| RECORDS TO USE |
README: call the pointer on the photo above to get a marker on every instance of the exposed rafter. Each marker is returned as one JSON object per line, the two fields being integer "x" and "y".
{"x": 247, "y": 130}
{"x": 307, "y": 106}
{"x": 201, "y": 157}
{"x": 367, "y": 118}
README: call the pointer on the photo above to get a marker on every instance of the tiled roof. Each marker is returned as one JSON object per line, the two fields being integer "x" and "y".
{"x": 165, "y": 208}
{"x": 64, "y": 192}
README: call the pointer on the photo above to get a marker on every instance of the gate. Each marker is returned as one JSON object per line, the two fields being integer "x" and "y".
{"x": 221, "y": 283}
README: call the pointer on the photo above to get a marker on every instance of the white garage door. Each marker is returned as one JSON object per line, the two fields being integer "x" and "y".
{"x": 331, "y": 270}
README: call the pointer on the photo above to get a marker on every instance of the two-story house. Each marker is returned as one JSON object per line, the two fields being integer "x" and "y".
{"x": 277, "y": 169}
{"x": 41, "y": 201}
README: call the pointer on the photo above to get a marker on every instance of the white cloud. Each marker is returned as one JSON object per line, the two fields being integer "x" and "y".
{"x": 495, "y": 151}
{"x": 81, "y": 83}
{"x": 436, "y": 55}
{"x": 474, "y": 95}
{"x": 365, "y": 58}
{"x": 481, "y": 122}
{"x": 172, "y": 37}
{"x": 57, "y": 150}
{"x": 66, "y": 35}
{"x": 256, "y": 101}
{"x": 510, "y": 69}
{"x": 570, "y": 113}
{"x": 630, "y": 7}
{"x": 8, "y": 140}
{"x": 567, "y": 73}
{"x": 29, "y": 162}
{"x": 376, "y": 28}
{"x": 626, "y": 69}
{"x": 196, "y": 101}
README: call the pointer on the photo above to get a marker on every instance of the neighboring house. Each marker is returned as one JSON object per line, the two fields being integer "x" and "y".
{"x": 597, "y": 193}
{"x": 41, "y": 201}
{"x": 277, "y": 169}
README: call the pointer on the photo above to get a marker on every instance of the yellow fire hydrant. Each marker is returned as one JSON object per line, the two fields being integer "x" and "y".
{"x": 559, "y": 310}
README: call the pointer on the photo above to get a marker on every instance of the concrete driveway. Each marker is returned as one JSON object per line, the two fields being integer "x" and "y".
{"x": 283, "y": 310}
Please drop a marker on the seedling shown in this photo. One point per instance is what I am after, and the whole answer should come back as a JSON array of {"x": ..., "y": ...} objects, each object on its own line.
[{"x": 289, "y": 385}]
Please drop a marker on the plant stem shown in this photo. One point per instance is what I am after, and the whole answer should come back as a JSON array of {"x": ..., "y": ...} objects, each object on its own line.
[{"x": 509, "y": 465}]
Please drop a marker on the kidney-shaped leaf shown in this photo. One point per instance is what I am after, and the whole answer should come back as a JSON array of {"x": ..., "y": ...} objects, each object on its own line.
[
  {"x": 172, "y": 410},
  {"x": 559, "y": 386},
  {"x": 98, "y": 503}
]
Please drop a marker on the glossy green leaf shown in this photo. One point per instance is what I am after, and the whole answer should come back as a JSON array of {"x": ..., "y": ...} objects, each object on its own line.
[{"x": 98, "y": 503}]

| TASK TO COMPLETE |
Copy out all the entries shown above, character for character.

| RESPONSE TO THIS TASK |
README: call the pointer on the photo above to get a marker on every instance of the exposed rafter. Each marker is returned as one JSON object per line, the two fields being integer "x" and "y".
{"x": 247, "y": 130}
{"x": 307, "y": 106}
{"x": 201, "y": 157}
{"x": 367, "y": 118}
README: call the pointer on the photo above to get a marker on every instance of the tiled roof. Each marker is returned as one JSON object per line, the two fields being integer "x" and "y".
{"x": 165, "y": 208}
{"x": 64, "y": 192}
README: call the pointer on the photo above to get a marker on every instance of the gate. Each marker is returned as one JSON object per line, the two fields being integer "x" and "y".
{"x": 221, "y": 283}
README: call the pointer on the photo above to get a marker on every instance of the white garage door. Each marker is returned as one JSON object per line, the two fields being integer "x" and "y".
{"x": 331, "y": 270}
README: call the pointer on the photo above to get a marker on every instance of the two-story house. Each marker is returned as one JSON object per line, the two fields being integer "x" and "y".
{"x": 277, "y": 169}
{"x": 41, "y": 201}
README: call the pointer on the photo above to get a marker on every instance of the white cloud. Each marker is returned as one JSON object per line, the two fields being integer "x" and "y".
{"x": 495, "y": 151}
{"x": 81, "y": 83}
{"x": 436, "y": 55}
{"x": 474, "y": 95}
{"x": 365, "y": 58}
{"x": 481, "y": 122}
{"x": 172, "y": 37}
{"x": 57, "y": 150}
{"x": 66, "y": 35}
{"x": 256, "y": 101}
{"x": 510, "y": 69}
{"x": 570, "y": 113}
{"x": 630, "y": 7}
{"x": 8, "y": 140}
{"x": 567, "y": 73}
{"x": 29, "y": 162}
{"x": 376, "y": 28}
{"x": 626, "y": 69}
{"x": 196, "y": 101}
README: call the pointer on the photo above to get a marker on every instance of the neighboring house. Each marker is returned as one JSON object per line, the two fields being integer "x" and "y".
{"x": 597, "y": 193}
{"x": 41, "y": 201}
{"x": 277, "y": 169}
README: call the pointer on the photo above to get a marker on every instance of the yellow fire hydrant. Each marker is returned as one JSON object per line, the two fields being integer "x" and "y".
{"x": 559, "y": 310}
README: call the pointer on the photo above to get a marker on every instance of the concrete driveway. Each marker is returned as one JSON object per line, the two fields being integer "x" and "y".
{"x": 283, "y": 310}
Please drop a marker on the seedling shown in this photo. One point per instance is what I am after, and the whole answer should come back as a JSON array of {"x": ..., "y": ...} objects, each object on its own line.
[{"x": 289, "y": 385}]
Please drop a marker on the plant stem shown in this photo. One point per instance is what I am after, and the whole answer should come back as a JSON array of {"x": ..., "y": ...} objects, each object on its own line.
[{"x": 509, "y": 465}]
Please drop a marker on the kidney-shaped leaf shown in this photo. One point per instance is what I am after, and the whole answer should come back as a JSON array of {"x": ..., "y": ...} objects, each object on its own line.
[
  {"x": 172, "y": 410},
  {"x": 559, "y": 386},
  {"x": 98, "y": 503}
]
Please drop a marker on the glossy green leaf shown in this photo. One point per instance is what I am after, and the whole answer should come back as a JSON array of {"x": ..., "y": ...} objects, each object on its own line.
[{"x": 98, "y": 503}]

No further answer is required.